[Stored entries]
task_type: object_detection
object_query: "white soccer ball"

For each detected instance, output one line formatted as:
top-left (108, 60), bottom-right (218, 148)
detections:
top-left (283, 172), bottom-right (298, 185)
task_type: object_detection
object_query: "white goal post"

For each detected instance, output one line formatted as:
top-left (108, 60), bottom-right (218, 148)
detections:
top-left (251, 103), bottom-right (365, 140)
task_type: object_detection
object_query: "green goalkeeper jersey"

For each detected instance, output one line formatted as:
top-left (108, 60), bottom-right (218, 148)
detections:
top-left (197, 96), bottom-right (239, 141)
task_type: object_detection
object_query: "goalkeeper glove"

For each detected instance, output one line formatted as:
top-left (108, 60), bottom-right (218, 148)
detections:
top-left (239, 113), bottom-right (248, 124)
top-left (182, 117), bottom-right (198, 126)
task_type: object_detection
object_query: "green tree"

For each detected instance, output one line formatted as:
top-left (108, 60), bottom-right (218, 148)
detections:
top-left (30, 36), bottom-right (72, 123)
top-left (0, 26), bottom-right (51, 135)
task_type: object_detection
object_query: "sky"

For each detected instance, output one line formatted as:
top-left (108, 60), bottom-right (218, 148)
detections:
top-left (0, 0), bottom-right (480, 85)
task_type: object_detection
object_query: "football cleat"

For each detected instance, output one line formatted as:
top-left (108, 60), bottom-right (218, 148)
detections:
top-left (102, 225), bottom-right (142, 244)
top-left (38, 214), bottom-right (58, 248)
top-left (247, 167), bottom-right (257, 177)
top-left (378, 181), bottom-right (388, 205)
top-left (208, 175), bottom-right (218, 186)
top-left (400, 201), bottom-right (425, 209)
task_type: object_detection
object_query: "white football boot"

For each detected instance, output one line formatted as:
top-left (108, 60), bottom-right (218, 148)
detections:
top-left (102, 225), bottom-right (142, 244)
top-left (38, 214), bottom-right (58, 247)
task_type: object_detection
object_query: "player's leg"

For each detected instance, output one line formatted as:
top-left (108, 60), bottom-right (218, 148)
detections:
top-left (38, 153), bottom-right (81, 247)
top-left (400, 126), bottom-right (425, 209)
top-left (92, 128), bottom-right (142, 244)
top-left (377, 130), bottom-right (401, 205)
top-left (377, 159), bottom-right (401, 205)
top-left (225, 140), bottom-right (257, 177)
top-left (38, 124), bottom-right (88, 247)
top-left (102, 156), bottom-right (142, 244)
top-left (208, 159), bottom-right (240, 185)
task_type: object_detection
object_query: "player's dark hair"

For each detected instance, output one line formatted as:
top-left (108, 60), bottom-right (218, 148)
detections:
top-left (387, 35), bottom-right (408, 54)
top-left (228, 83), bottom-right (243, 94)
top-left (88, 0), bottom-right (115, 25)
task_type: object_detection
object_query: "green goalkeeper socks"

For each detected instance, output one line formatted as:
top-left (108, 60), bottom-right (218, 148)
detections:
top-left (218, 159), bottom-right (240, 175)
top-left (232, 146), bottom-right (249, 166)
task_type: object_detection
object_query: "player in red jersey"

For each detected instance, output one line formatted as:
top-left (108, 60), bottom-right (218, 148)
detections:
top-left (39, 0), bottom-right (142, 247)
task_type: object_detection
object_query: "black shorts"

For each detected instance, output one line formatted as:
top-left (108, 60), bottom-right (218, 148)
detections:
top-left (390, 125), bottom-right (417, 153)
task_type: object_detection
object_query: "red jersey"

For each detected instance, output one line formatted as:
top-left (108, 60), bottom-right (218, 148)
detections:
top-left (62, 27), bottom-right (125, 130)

STATED EXERCISE: Reproduce every one of the rows above word for word, with nothing changed.

RESPONSE:
task_type: object_detection
object_query: "white soccer ball"

For each detected instance, output one line formatted as:
top-left (108, 60), bottom-right (218, 148)
detections:
top-left (283, 172), bottom-right (298, 185)
task_type: object_detection
object_query: "white goal post"

For each detected instance, output one line formatted as:
top-left (108, 60), bottom-right (218, 148)
detections:
top-left (251, 103), bottom-right (365, 140)
task_type: object_detection
object_query: "green goalkeeper jersey"

For each detected instance, output one line formatted as:
top-left (108, 60), bottom-right (218, 148)
detections:
top-left (197, 96), bottom-right (239, 141)
task_type: object_detection
object_query: "goalkeeper glove"

For each detected instance, output one line formatted as:
top-left (108, 60), bottom-right (218, 148)
detections:
top-left (239, 113), bottom-right (248, 124)
top-left (182, 117), bottom-right (198, 126)
task_type: object_detection
object_query: "green tree"

For each detected instance, output one line formatted as:
top-left (108, 60), bottom-right (218, 148)
detections:
top-left (30, 36), bottom-right (72, 123)
top-left (0, 26), bottom-right (51, 135)
task_type: object_detection
object_query: "sky"

For each detected instance, output one line formatted as:
top-left (108, 60), bottom-right (218, 148)
detections:
top-left (0, 0), bottom-right (480, 85)
task_type: object_detection
object_query: "football cleat"

For each detected instance, output one line formatted as:
top-left (108, 60), bottom-right (218, 148)
detections:
top-left (102, 225), bottom-right (142, 244)
top-left (38, 214), bottom-right (58, 248)
top-left (247, 167), bottom-right (257, 177)
top-left (378, 181), bottom-right (388, 205)
top-left (208, 175), bottom-right (218, 186)
top-left (400, 201), bottom-right (425, 209)
task_type: object_detection
object_query: "white football boot"

For each detected instance, output one line formatted as:
top-left (108, 60), bottom-right (218, 148)
detections:
top-left (102, 225), bottom-right (142, 244)
top-left (38, 214), bottom-right (58, 247)
task_type: object_detection
object_query: "player's leg"

For each detected instance, output one line formatted as:
top-left (108, 60), bottom-right (218, 148)
detections:
top-left (38, 153), bottom-right (81, 247)
top-left (400, 126), bottom-right (425, 209)
top-left (92, 128), bottom-right (142, 244)
top-left (377, 130), bottom-right (401, 205)
top-left (377, 159), bottom-right (401, 205)
top-left (225, 140), bottom-right (257, 177)
top-left (38, 124), bottom-right (88, 247)
top-left (102, 156), bottom-right (142, 244)
top-left (208, 159), bottom-right (240, 185)
task_type: object_detection
object_query: "player's dark hair"

For each detected instance, output one line formatted as:
top-left (108, 60), bottom-right (218, 148)
detections:
top-left (387, 35), bottom-right (408, 54)
top-left (228, 83), bottom-right (243, 94)
top-left (88, 0), bottom-right (115, 25)
task_type: object_detection
object_query: "green goalkeeper socks"

For each detected instance, output one line formatted as:
top-left (108, 60), bottom-right (218, 148)
detections:
top-left (218, 159), bottom-right (240, 175)
top-left (232, 146), bottom-right (249, 166)
task_type: object_detection
object_query: "player in red jersey"

For each detected instance, output one line formatted as:
top-left (108, 60), bottom-right (218, 148)
detections:
top-left (39, 0), bottom-right (142, 247)
task_type: object_detection
object_query: "black shorts"

For each detected instance, output one line formatted as:
top-left (108, 60), bottom-right (218, 148)
detections:
top-left (390, 125), bottom-right (417, 153)
task_type: object_detection
object_query: "red jersey"

For each detected instance, output one line formatted as:
top-left (108, 60), bottom-right (218, 148)
detections:
top-left (62, 27), bottom-right (125, 130)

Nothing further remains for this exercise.